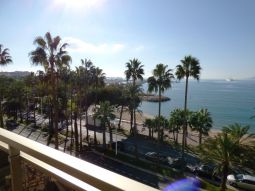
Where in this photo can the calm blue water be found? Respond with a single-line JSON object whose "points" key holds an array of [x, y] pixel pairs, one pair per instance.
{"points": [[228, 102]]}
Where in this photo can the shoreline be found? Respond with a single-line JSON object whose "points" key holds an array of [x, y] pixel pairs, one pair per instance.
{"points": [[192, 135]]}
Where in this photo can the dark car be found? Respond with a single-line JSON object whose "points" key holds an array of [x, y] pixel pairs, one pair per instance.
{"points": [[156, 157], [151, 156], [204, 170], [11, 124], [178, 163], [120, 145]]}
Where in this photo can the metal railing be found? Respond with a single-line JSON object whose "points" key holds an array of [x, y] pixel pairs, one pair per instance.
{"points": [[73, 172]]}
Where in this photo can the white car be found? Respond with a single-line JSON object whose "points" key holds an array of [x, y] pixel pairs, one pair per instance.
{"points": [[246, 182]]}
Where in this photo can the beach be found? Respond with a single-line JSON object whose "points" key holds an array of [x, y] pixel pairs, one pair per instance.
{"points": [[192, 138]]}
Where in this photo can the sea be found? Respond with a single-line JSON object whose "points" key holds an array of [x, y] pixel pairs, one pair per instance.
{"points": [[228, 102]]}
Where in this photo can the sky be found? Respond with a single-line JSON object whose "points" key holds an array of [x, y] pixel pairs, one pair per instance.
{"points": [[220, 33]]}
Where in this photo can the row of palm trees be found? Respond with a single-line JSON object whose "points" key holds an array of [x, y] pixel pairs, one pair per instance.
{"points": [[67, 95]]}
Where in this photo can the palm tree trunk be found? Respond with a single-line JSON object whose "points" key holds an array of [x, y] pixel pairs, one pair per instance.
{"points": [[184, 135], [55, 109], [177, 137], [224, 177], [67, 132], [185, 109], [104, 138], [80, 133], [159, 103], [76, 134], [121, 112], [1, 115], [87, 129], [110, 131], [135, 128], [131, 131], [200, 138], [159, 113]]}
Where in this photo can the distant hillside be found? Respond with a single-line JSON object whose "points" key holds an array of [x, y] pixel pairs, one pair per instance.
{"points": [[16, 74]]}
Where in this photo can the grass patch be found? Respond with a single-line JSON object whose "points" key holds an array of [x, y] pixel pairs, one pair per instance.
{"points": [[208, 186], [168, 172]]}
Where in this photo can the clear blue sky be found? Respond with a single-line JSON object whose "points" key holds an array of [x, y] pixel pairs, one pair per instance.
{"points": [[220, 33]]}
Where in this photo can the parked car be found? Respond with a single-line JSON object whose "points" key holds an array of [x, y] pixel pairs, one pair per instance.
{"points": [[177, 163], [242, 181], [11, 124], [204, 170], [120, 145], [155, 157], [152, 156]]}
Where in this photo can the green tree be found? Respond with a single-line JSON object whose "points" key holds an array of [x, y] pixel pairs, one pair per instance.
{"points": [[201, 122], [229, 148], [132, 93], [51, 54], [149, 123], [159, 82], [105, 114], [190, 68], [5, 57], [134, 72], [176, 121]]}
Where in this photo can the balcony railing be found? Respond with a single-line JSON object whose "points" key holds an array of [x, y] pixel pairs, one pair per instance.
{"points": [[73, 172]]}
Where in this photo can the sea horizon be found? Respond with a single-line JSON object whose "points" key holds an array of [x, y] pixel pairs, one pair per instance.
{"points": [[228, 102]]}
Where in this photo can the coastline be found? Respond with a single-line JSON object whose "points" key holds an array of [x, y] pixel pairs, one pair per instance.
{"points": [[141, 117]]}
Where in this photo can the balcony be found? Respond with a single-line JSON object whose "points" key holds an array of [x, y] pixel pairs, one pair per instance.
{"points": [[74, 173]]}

--

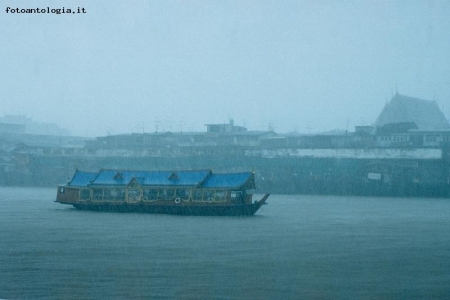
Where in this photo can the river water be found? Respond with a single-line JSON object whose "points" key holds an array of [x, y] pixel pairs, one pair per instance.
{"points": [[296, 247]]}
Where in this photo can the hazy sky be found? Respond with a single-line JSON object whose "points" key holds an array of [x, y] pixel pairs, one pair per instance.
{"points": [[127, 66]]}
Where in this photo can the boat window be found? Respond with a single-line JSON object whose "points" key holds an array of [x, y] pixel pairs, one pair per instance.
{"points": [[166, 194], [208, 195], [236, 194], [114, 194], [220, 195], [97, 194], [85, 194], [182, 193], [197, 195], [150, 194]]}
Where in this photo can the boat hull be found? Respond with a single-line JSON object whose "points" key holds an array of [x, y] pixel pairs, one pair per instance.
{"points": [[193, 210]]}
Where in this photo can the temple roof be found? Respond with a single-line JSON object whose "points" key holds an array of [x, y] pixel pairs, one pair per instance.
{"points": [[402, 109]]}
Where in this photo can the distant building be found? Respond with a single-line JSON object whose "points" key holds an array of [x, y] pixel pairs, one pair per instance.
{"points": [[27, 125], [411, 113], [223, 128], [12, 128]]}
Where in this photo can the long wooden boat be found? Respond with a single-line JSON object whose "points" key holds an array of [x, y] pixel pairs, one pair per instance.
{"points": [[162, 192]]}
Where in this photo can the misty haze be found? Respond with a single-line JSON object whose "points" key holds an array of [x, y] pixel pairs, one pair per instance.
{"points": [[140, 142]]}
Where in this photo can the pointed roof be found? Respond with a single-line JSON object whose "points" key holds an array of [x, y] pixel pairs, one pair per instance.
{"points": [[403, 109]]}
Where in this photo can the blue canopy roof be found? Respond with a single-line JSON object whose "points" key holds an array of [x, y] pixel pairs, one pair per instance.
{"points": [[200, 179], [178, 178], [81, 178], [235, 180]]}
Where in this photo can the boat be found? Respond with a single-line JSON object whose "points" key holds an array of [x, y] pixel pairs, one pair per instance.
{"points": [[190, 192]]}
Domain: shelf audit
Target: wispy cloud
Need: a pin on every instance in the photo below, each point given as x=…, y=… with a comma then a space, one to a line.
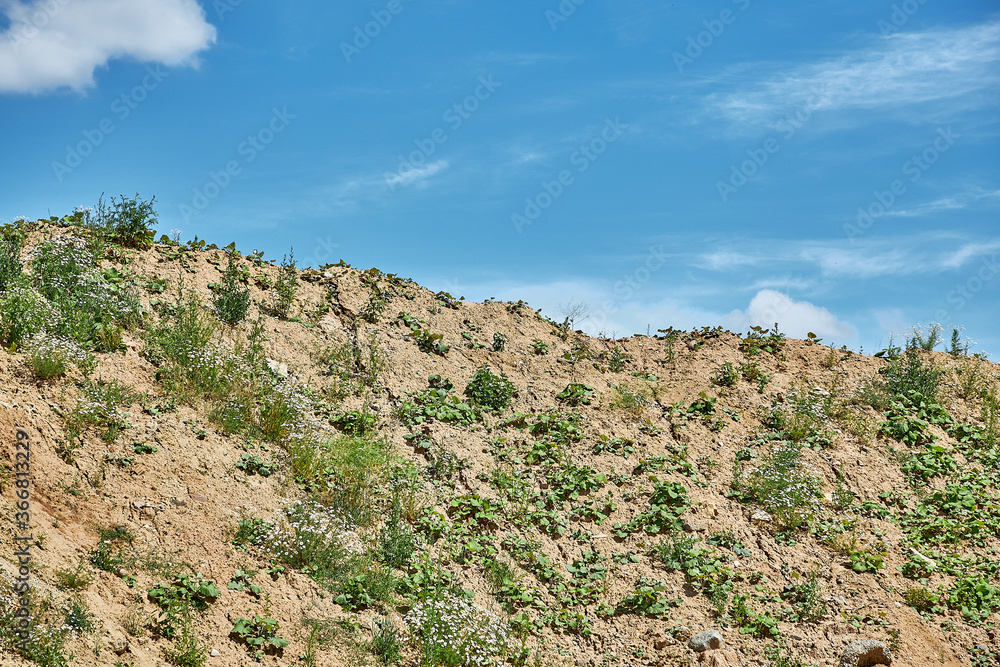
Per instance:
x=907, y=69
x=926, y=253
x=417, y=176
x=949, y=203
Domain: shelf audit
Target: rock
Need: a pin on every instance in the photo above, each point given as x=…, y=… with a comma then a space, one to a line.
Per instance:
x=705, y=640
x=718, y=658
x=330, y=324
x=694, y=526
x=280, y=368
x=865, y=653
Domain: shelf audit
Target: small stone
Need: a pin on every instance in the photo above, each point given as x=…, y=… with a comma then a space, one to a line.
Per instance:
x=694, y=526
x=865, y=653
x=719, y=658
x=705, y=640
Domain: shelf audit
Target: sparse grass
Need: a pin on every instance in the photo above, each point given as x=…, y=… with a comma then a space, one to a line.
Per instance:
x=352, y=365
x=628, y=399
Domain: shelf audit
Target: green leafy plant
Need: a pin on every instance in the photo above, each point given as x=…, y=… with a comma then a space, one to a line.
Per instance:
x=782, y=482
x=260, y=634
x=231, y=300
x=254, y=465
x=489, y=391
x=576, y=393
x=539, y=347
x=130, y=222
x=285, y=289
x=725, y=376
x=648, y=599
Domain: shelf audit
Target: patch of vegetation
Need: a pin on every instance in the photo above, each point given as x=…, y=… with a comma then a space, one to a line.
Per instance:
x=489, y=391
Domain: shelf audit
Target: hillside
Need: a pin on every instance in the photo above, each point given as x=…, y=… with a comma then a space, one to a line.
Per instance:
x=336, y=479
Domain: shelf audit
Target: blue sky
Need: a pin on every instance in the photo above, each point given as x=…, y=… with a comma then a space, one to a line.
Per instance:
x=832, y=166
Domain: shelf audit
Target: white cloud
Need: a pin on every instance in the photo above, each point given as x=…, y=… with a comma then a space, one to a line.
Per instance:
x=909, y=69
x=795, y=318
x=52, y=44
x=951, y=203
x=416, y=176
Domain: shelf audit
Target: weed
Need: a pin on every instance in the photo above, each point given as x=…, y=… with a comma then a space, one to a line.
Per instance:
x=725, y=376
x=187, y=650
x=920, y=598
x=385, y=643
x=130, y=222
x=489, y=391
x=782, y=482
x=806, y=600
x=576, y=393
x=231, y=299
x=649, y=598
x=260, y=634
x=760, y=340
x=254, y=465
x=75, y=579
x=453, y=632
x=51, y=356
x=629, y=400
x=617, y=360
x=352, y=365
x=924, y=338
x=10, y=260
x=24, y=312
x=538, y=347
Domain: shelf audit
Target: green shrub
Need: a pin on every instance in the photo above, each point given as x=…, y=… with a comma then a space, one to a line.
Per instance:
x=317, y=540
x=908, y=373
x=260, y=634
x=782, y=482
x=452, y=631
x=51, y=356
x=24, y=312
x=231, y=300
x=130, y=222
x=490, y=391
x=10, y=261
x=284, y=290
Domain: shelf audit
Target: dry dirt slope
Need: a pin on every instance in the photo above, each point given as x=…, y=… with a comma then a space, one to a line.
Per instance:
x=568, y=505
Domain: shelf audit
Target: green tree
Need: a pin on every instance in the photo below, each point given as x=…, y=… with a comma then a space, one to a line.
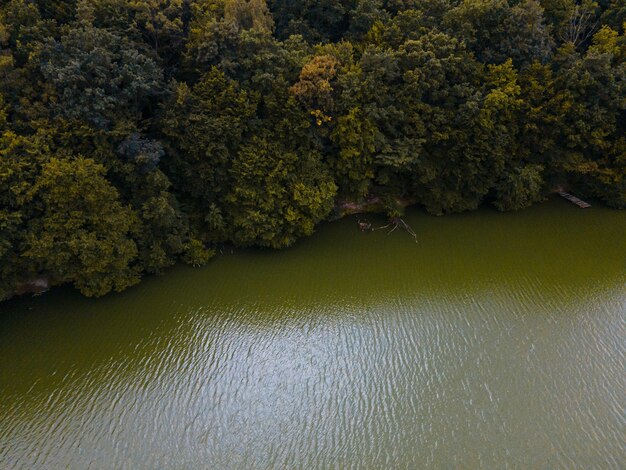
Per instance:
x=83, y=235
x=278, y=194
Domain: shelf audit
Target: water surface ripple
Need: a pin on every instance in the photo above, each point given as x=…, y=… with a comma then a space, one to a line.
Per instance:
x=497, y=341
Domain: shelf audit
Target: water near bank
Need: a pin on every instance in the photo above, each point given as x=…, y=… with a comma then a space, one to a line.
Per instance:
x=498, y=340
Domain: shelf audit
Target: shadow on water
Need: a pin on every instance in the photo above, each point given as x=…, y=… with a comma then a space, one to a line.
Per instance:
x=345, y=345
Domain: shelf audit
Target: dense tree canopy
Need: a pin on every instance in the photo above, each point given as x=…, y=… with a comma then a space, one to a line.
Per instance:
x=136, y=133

■ Exercise requirements
Find each line in the items above that contains the word "cloud", and copy every such line in full.

■ Result
Target: wispy cloud
Target: white cloud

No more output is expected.